*Problem to solve*
Can you output the records below exactly as they are written?

*Listing*
☆ ☆ ☆ ☆ ☆ ☆ ☆

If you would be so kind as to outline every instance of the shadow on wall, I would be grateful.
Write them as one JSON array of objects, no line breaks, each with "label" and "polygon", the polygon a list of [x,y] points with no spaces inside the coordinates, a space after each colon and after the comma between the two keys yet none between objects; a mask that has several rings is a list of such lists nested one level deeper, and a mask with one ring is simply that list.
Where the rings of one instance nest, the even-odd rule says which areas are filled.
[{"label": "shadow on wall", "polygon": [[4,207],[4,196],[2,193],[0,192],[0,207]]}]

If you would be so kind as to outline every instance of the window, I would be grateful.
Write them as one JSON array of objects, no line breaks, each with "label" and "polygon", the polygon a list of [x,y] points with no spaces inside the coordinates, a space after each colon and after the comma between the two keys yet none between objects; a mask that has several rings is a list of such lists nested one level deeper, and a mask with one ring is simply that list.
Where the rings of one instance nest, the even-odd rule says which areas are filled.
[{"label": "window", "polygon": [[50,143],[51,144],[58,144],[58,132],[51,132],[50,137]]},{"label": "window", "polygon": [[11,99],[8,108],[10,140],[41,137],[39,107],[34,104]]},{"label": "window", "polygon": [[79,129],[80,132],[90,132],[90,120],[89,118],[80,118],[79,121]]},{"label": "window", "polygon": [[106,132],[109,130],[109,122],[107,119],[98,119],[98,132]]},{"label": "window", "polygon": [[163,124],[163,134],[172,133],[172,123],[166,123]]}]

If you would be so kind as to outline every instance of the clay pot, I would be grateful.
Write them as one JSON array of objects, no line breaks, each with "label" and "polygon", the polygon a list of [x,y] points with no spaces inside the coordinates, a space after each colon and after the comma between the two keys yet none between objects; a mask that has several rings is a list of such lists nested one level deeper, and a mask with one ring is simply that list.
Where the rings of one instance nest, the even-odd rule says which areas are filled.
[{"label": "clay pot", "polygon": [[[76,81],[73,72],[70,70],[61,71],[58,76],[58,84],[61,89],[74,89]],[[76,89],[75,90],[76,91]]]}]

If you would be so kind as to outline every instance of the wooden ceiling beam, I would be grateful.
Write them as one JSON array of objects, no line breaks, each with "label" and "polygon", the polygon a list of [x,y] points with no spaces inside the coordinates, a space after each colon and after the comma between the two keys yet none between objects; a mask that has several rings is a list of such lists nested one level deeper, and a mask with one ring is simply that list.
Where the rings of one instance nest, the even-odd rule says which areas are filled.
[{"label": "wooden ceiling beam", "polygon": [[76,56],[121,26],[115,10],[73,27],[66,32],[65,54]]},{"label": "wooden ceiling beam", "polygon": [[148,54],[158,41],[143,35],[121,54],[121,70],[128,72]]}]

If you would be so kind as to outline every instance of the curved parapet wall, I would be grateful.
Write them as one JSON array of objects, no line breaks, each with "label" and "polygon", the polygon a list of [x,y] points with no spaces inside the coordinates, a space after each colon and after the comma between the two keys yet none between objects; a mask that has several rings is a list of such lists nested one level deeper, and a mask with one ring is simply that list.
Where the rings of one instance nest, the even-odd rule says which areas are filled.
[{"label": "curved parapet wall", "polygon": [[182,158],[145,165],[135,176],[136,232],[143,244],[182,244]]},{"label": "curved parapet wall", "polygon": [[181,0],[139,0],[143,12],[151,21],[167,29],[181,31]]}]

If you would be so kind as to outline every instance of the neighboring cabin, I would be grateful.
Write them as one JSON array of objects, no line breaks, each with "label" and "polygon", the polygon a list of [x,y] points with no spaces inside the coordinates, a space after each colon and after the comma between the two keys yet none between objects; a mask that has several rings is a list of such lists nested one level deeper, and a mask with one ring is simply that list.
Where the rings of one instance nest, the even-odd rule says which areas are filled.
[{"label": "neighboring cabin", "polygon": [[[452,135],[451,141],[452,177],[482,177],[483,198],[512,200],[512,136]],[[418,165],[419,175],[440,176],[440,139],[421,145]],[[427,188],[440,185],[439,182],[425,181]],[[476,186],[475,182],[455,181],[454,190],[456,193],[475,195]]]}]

☆ ☆ ☆ ☆ ☆ ☆ ☆

*Output*
If you would be so kind as to outline every instance of the shadow on wall, I would be grateful.
Write them as one JSON array of objects, no line breaks, each with "label" and "polygon", the polygon a list of [x,y] points with no spaces inside the coordinates, a space after each colon and after the comma between the two keys yet none between objects; a mask that has several rings is a list of such lists nested one level deeper, and a mask with one ring is simply that list.
Where the rings of one instance nest, the even-odd rule says which areas are filled.
[{"label": "shadow on wall", "polygon": [[4,207],[4,196],[2,193],[0,192],[0,207]]}]

If you would be so kind as to outline every instance of the window, I would be grateful.
Write them as one JSON array of objects, no line breaks, each with "label" and "polygon", the polygon a list of [x,y] points with no spaces inside the coordinates, a space after each colon and after the comma between the two keys yet none between objects; a mask that has several rings is a list of such lists nested one level deeper, and a mask with one ring is simply that list.
Where the rings of one instance nest, the even-odd rule says which areas are filled.
[{"label": "window", "polygon": [[50,143],[51,144],[58,144],[58,132],[51,132],[50,137]]},{"label": "window", "polygon": [[11,99],[8,108],[10,140],[41,137],[39,107],[34,104]]},{"label": "window", "polygon": [[79,129],[80,132],[90,132],[90,120],[89,118],[80,118],[79,121]]},{"label": "window", "polygon": [[106,132],[109,130],[109,122],[107,119],[98,119],[98,132]]},{"label": "window", "polygon": [[163,124],[163,134],[172,133],[172,123],[166,123]]}]

If you would be so kind as to outline every instance of the clay pot, I would be grateful.
Write them as one JSON array of objects, no line breaks, each with "label" and "polygon", the polygon a list of [x,y] points with no spaces inside the coordinates, a space after each colon and after the comma between the two keys yet none between objects; a mask that has several rings is a list of such lists nested one level deeper, and a mask with one ring is simply that list.
Where the rings of one instance nest, the even-odd rule says which areas are filled.
[{"label": "clay pot", "polygon": [[[76,81],[73,72],[70,70],[61,71],[58,76],[58,84],[61,89],[74,89]],[[76,89],[75,90],[76,91]]]}]

If you would be so kind as to outline every instance of the wooden ceiling beam, I would be grateful.
Write them as one JSON array of objects, no line breaks, each with "label" and "polygon", the polygon a list of [x,y] points with no spaces inside the coordinates, a space after each colon and after the comma between the two keys yet none between objects; a mask that has several rings is a list of such lists nested one level deeper, and a mask with one ring is simply that list.
Where the rings of one instance nest, the even-odd rule says which areas are filled.
[{"label": "wooden ceiling beam", "polygon": [[76,56],[121,26],[115,10],[73,27],[66,32],[65,54]]},{"label": "wooden ceiling beam", "polygon": [[148,54],[158,41],[143,35],[121,54],[121,70],[128,72]]}]

If you would be so kind as to outline every instance of the curved parapet wall, I would be grateful.
Write them as one JSON array of objects, no line breaks, each with "label" and "polygon", the polygon a list of [x,y] points with no spaces inside the coordinates, a space after each colon and after the comma between the two keys yet none between objects; a mask that has several rings is a list of such lists nested one level deeper, and a mask with one ring is simply that list.
Where the rings of one instance nest, the even-odd rule says which areas are filled.
[{"label": "curved parapet wall", "polygon": [[182,158],[145,165],[135,176],[136,232],[143,244],[182,244]]},{"label": "curved parapet wall", "polygon": [[181,0],[139,0],[143,12],[151,21],[167,29],[181,31]]}]

If you would be so kind as to outline every instance of the neighboring cabin, I would be grateful.
Write them as one JSON array of objects, no line breaks, each with "label" and "polygon", the polygon a list of [x,y] points with no spaces inside the coordinates, a space after each colon and after the comma between the two keys yet none between objects; a mask that has several rings is a list of such lists nested one level deeper, and a mask with one ring is simply that list.
Where the rings of one instance nest, the even-odd rule says which areas are filled.
[{"label": "neighboring cabin", "polygon": [[[452,135],[451,141],[452,177],[482,177],[483,198],[512,200],[512,136]],[[418,165],[419,175],[440,176],[440,139],[421,145]],[[427,188],[440,185],[439,182],[425,181]],[[476,186],[475,182],[455,181],[454,190],[456,193],[475,195]]]}]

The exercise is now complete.